Dataset entries
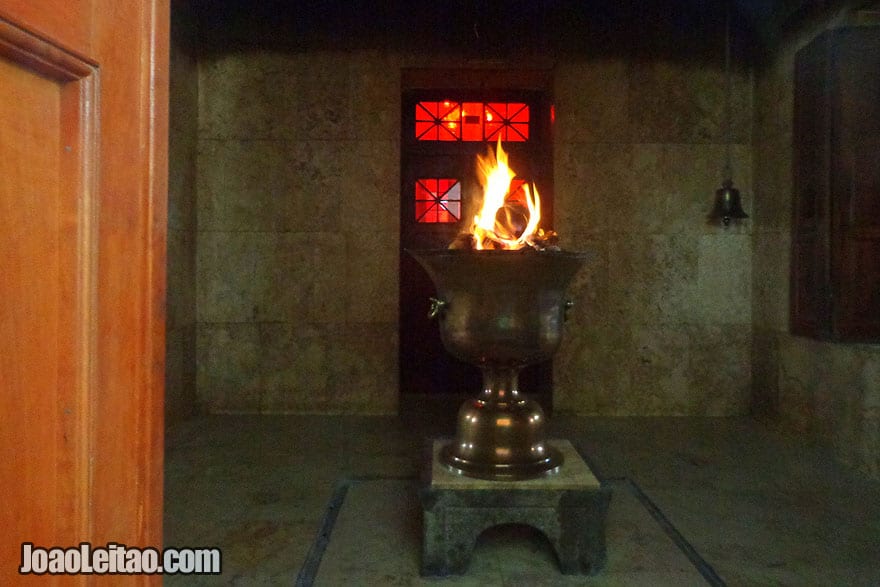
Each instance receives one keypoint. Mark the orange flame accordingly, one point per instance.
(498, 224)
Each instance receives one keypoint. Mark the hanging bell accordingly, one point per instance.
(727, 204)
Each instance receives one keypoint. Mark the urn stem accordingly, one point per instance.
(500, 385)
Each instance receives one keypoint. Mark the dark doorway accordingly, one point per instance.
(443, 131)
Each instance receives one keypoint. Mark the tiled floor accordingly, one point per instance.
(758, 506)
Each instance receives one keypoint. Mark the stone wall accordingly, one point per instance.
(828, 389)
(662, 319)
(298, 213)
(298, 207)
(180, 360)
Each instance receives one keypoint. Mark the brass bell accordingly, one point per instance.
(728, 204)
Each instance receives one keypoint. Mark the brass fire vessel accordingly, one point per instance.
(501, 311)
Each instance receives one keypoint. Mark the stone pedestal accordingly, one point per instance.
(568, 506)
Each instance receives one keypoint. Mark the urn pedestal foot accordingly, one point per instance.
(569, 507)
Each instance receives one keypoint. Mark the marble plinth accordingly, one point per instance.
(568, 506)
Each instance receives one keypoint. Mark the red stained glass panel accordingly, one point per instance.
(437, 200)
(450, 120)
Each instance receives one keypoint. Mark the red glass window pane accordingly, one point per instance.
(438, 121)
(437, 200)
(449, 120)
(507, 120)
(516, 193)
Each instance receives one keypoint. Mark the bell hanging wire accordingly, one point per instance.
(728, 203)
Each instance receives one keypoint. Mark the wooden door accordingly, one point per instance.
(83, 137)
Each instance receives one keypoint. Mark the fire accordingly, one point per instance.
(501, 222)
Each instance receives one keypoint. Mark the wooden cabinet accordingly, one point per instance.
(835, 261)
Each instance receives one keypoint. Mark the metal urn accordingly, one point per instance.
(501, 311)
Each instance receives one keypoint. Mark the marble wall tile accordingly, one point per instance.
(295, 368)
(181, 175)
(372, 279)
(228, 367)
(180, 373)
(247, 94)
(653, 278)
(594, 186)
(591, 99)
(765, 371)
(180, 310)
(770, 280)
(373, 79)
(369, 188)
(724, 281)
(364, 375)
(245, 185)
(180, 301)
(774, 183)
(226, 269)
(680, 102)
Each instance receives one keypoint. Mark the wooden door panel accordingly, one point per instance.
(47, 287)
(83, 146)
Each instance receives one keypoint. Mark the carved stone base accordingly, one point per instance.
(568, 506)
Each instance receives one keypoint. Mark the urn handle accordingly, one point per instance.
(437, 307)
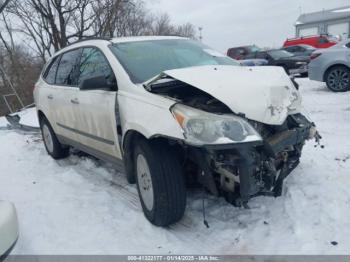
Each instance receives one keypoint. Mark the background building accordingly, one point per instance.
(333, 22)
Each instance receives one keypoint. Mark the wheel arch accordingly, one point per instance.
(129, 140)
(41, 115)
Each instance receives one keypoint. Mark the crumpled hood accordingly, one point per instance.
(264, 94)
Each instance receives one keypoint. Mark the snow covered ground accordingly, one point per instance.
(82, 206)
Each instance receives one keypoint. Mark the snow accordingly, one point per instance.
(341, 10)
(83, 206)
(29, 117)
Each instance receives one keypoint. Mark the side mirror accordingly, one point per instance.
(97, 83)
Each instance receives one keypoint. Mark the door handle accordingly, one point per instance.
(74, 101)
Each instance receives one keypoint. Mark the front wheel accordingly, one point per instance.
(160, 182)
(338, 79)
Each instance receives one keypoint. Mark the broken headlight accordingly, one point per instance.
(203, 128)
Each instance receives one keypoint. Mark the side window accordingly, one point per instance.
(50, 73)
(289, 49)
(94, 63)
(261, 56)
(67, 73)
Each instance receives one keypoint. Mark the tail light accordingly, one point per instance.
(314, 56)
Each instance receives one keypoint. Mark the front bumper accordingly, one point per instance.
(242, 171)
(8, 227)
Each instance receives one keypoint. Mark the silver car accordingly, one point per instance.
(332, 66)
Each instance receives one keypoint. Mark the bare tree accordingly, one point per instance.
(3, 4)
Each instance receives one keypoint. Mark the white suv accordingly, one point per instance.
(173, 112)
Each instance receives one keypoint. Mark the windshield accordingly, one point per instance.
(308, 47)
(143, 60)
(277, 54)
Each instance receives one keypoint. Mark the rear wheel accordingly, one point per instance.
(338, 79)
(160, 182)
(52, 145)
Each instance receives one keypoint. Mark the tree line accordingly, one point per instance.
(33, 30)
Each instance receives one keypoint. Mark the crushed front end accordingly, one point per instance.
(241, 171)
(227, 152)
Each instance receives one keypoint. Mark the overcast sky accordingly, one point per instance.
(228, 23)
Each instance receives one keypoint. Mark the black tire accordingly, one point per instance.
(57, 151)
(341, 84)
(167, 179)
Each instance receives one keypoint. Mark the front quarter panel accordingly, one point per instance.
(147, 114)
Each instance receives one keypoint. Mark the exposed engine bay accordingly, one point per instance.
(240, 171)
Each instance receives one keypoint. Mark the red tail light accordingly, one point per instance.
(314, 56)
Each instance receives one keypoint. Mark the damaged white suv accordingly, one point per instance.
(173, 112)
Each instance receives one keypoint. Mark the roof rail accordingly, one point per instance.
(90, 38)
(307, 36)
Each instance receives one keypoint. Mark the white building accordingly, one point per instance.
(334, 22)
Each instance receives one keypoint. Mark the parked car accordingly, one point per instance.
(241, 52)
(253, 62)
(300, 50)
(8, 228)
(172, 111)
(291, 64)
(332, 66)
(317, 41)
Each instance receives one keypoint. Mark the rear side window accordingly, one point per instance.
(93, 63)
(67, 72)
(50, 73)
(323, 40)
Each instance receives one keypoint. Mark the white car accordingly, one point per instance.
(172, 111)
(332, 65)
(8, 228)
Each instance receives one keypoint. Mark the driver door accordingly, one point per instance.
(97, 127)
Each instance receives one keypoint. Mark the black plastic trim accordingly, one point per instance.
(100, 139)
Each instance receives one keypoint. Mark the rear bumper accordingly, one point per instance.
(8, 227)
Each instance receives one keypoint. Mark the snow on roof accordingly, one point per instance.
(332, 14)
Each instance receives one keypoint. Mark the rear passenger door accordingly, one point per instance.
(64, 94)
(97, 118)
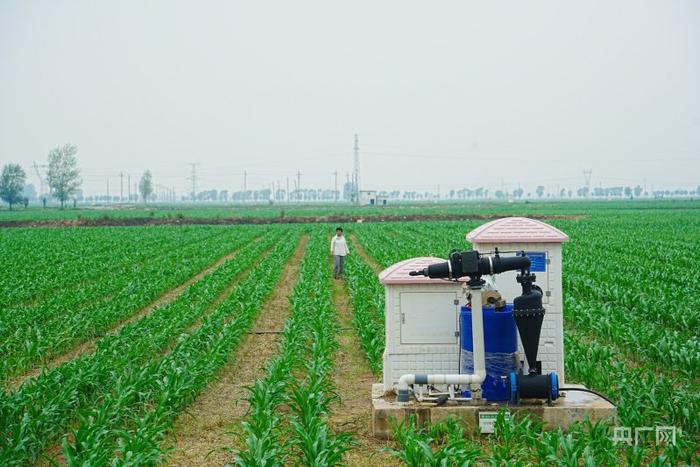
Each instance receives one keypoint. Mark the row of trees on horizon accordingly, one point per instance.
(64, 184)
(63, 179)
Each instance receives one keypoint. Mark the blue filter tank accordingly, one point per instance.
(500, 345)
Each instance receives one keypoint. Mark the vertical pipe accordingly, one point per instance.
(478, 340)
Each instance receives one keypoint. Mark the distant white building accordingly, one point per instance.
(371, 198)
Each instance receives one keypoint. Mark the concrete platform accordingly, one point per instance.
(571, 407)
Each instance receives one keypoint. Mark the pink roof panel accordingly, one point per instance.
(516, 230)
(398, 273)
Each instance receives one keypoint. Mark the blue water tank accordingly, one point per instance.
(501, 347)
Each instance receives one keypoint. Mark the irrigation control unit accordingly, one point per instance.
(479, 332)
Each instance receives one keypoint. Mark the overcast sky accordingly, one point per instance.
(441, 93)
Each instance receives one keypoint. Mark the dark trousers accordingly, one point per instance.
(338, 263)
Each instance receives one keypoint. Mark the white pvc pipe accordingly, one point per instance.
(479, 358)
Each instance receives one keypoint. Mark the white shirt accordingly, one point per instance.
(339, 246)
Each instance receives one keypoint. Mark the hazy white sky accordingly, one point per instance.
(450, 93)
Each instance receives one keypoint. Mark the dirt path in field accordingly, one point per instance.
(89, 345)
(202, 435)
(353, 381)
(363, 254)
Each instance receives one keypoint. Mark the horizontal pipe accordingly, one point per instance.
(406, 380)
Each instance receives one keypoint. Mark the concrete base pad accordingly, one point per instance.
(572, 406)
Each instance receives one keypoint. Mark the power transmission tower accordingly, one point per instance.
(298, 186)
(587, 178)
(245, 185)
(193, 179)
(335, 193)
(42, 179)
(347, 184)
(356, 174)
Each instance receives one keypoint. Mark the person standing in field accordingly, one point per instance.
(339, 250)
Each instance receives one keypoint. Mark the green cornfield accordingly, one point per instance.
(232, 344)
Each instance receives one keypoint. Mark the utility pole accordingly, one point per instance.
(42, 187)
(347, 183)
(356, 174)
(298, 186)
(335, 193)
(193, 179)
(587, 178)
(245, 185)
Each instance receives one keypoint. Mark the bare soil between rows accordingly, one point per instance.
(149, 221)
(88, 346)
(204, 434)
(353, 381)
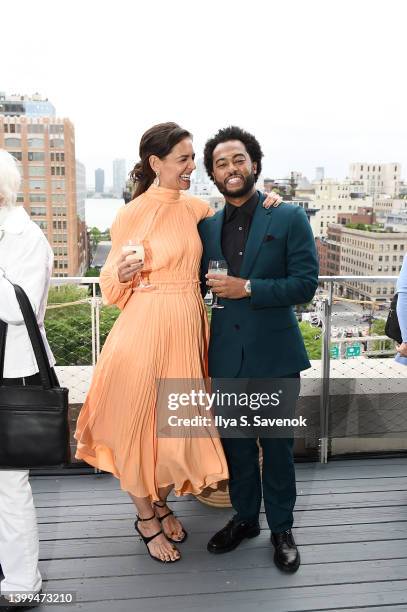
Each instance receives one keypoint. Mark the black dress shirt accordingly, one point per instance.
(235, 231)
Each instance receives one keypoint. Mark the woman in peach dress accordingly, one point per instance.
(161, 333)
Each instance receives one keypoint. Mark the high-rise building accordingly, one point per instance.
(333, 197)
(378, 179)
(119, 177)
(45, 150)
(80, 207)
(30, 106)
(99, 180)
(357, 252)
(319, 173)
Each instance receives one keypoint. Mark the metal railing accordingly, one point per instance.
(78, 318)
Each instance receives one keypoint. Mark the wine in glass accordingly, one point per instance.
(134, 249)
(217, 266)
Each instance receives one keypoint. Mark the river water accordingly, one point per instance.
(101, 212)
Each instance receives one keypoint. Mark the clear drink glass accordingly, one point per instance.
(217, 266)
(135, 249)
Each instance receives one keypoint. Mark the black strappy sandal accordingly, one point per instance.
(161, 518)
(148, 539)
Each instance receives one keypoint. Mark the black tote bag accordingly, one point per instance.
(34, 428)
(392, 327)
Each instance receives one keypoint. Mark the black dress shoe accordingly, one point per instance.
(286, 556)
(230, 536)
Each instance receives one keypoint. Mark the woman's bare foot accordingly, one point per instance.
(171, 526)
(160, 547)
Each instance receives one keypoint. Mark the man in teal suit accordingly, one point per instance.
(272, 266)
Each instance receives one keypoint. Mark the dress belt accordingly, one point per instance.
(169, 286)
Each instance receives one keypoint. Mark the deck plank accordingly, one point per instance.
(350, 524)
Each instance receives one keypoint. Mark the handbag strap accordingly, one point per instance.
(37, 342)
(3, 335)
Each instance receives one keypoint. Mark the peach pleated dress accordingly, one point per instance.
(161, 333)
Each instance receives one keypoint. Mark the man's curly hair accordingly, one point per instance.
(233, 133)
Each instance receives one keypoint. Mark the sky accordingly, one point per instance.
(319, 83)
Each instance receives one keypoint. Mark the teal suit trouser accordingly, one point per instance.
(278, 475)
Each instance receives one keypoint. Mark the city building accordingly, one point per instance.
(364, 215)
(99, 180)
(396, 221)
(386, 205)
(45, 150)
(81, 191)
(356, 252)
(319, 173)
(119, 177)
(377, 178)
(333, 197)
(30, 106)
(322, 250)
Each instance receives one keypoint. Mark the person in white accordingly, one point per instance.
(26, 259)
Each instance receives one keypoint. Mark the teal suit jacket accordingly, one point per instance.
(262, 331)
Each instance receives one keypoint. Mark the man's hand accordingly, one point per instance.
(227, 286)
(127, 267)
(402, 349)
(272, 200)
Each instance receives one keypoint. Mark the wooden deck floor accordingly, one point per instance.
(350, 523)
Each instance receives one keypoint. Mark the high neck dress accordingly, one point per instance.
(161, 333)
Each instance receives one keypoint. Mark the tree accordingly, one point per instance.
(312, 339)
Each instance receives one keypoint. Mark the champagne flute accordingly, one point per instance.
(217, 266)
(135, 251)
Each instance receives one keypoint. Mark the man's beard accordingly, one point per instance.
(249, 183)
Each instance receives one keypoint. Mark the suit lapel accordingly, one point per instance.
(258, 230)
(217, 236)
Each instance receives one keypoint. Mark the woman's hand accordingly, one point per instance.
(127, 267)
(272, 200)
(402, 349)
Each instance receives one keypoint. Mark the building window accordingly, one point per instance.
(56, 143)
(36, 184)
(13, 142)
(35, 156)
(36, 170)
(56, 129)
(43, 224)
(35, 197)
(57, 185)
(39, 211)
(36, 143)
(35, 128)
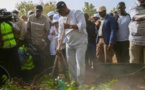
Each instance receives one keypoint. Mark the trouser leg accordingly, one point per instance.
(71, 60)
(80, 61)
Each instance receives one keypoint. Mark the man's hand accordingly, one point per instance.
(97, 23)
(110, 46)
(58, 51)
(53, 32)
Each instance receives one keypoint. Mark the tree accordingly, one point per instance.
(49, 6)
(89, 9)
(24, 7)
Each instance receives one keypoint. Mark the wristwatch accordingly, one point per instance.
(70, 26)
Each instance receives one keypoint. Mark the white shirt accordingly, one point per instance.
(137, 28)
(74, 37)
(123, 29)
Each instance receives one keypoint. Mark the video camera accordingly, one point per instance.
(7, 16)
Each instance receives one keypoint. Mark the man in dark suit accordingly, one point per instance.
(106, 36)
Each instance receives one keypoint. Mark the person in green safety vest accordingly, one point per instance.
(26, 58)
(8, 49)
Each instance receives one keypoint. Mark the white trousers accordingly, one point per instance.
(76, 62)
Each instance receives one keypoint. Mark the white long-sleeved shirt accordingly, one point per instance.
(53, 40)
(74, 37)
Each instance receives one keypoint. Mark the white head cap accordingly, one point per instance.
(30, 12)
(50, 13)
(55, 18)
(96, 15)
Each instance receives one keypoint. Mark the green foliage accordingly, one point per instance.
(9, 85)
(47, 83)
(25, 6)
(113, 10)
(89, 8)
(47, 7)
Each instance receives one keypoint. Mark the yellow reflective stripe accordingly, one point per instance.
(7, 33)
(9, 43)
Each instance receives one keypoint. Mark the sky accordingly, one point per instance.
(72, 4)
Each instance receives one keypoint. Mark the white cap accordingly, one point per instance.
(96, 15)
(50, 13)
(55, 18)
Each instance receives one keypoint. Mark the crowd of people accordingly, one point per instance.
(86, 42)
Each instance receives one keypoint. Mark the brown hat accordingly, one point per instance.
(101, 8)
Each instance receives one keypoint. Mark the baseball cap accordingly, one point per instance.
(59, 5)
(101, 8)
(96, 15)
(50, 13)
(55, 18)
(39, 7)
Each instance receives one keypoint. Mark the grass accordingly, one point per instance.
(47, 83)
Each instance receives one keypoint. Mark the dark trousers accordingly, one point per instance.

Aim of the exercise
Answer with the exact lines running from the one that contains "Each instance receives one keypoint. Mark the yellow" through the last line of the data. Include no other line.

Exercise answer
Each instance receives one keypoint. Mark the yellow reflective stripe accordingly, one point per instance.
(7, 33)
(9, 43)
Each instance receives one keypoint. Mark the sky accordingly, one point per instance.
(72, 4)
Each instance receives one keypoint. Mark the white cap accordingly, one point per instance.
(96, 15)
(50, 13)
(55, 18)
Each instance receives one keypoint. Mark the crowd of people accordingly, one point per instance.
(86, 42)
Each instance receives one keypoint. Mark the brown hat accordingly, one point per instance.
(101, 8)
Each instance receives one keypoint. Mark the baseball cap accordingly, one point per instance.
(59, 5)
(101, 8)
(96, 15)
(50, 13)
(55, 18)
(39, 7)
Each instance receives one keypoint. Mark the grass accordingly, one point per instance.
(47, 83)
Each instance receives one keypoint. Mark the dark trousers accordingly, one point per instance.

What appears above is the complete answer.